(Excerpt from a dataset)
++++++++++++++++++++
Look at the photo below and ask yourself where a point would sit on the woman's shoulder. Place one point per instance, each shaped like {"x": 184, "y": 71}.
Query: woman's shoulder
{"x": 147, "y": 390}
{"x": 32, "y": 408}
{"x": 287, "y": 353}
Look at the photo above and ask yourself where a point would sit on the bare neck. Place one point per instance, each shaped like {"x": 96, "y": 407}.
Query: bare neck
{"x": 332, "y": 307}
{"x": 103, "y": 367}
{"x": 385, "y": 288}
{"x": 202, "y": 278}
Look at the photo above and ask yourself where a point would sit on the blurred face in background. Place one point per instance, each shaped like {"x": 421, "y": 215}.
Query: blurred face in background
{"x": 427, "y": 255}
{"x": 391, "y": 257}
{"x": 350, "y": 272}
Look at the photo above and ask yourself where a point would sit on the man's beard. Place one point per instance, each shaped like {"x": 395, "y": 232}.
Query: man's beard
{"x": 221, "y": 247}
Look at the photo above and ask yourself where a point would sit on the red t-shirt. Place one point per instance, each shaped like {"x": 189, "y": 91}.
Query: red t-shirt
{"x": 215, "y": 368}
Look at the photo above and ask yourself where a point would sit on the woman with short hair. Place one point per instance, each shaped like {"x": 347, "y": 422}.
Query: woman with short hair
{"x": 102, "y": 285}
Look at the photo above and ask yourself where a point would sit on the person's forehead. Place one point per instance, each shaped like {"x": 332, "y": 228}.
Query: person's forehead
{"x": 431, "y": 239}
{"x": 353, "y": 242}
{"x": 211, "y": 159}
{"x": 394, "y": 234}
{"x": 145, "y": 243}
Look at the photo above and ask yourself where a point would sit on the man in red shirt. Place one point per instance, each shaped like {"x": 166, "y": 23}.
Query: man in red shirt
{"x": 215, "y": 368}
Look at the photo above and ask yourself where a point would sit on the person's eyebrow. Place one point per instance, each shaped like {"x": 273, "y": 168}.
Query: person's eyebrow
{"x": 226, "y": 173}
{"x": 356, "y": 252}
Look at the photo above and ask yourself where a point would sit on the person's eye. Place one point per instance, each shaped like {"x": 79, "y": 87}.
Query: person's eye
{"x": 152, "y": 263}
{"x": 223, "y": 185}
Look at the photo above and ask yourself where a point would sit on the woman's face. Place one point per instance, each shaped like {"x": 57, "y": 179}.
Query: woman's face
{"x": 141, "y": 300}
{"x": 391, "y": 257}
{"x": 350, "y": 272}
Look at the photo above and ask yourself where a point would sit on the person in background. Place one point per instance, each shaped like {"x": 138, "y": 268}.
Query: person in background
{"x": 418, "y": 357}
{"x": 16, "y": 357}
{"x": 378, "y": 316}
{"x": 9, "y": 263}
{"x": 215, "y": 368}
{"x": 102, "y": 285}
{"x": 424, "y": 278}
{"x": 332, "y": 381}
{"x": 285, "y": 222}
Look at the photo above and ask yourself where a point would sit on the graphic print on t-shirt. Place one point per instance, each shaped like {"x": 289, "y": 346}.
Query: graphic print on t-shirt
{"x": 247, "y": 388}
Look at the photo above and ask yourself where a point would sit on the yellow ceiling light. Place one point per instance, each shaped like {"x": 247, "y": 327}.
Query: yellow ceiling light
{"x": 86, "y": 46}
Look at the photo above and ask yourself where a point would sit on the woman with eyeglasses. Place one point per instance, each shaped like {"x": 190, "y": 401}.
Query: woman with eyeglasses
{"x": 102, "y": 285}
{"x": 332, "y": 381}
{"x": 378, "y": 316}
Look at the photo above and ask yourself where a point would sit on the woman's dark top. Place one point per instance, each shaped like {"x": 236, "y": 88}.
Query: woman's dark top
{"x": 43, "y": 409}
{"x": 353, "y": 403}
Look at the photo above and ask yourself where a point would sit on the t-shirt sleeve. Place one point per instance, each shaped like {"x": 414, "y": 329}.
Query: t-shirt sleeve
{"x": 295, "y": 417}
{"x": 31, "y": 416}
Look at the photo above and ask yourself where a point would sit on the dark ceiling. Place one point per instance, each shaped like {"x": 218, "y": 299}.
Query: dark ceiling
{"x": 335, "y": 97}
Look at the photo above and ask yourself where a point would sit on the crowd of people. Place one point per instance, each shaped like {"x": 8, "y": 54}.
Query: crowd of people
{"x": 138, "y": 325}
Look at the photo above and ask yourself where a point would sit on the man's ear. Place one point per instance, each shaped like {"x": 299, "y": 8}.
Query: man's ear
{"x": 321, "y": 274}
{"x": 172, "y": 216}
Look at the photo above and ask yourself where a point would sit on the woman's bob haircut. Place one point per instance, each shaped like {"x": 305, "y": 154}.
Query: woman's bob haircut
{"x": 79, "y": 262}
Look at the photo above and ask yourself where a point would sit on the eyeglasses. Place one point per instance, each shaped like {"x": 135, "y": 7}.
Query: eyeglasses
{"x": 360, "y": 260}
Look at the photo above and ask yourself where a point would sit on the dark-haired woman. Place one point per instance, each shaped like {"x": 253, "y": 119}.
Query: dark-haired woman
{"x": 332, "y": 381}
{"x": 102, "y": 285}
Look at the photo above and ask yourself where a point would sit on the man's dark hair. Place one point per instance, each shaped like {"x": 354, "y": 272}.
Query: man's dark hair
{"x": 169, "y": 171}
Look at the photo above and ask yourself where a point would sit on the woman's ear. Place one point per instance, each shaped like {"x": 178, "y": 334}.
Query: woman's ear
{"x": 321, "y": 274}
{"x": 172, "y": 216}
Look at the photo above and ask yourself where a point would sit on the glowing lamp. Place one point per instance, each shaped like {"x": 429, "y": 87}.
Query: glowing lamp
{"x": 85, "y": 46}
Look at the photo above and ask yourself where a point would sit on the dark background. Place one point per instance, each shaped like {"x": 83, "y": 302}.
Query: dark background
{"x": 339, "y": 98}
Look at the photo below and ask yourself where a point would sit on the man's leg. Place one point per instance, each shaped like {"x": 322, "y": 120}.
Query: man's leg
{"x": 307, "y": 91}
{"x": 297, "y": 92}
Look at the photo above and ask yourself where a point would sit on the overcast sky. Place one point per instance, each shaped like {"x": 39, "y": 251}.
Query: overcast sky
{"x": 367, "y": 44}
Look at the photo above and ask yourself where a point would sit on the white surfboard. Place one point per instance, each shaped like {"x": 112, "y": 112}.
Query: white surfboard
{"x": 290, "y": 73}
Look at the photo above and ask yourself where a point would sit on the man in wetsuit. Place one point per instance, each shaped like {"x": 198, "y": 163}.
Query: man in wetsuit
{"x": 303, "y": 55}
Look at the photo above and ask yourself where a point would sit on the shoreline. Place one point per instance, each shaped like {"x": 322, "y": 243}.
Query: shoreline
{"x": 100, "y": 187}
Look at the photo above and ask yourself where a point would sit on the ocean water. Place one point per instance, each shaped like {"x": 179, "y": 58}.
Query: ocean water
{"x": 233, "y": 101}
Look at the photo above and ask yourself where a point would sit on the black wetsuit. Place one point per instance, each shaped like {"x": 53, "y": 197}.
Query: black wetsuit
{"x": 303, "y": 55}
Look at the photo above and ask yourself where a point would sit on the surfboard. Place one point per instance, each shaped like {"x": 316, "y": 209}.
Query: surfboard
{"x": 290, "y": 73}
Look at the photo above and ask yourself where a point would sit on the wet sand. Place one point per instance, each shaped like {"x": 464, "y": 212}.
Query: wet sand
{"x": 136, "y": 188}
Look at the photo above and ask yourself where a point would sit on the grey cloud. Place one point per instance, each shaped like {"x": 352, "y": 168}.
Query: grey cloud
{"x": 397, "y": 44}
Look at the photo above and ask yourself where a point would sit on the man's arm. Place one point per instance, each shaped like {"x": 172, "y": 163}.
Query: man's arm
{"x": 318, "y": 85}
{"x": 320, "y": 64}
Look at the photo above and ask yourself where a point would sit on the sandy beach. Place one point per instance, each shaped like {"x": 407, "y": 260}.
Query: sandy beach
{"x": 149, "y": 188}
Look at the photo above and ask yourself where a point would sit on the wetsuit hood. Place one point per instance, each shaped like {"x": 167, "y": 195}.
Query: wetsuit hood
++++++++++++++++++++
#### [Aim]
Exactly reproduce the lines that run from the line with "on the ocean" through the last line of the records, inclusive.

#### [Solution for this problem]
Look at the photo above and ask yourself where a point would sit on the ocean water. Place one point per instance, each shaped like {"x": 179, "y": 58}.
Query: ocean water
{"x": 233, "y": 101}
Look at the photo above and ask yourself where a point would sit on the black wetsuit. Place one point per instance, each shaped like {"x": 53, "y": 197}.
Query: black wetsuit
{"x": 303, "y": 55}
Look at the photo above and ask yourself where a point would sit on the surfboard. Place one point per instance, each shaped like {"x": 316, "y": 209}.
Query: surfboard
{"x": 290, "y": 73}
Look at the photo above and ask yourself where a point would sit on the wet sand. Place one point per instance, each shaped like {"x": 464, "y": 212}.
Query: wet sand
{"x": 136, "y": 188}
Look at the photo above and ask yourself where a point would sit on the grey cloud. Place one point per instance, each shaped like {"x": 352, "y": 168}.
Query: grey cloud
{"x": 397, "y": 44}
Look at the photo above and ask yourself where a point would sit on the man's arm. Place one point per instance, each shaped like {"x": 172, "y": 163}.
Query: man's arm
{"x": 318, "y": 85}
{"x": 320, "y": 64}
Look at the photo above and ask yourself where a point would sit on the sandy beach. Place one point per instance, each shaped like {"x": 407, "y": 260}.
Query: sandy beach
{"x": 149, "y": 188}
Look at the photo above and ask yourself where a point would sit on the wetsuit hood. Place one point per instance, each shaped like {"x": 167, "y": 195}.
Query: wetsuit hood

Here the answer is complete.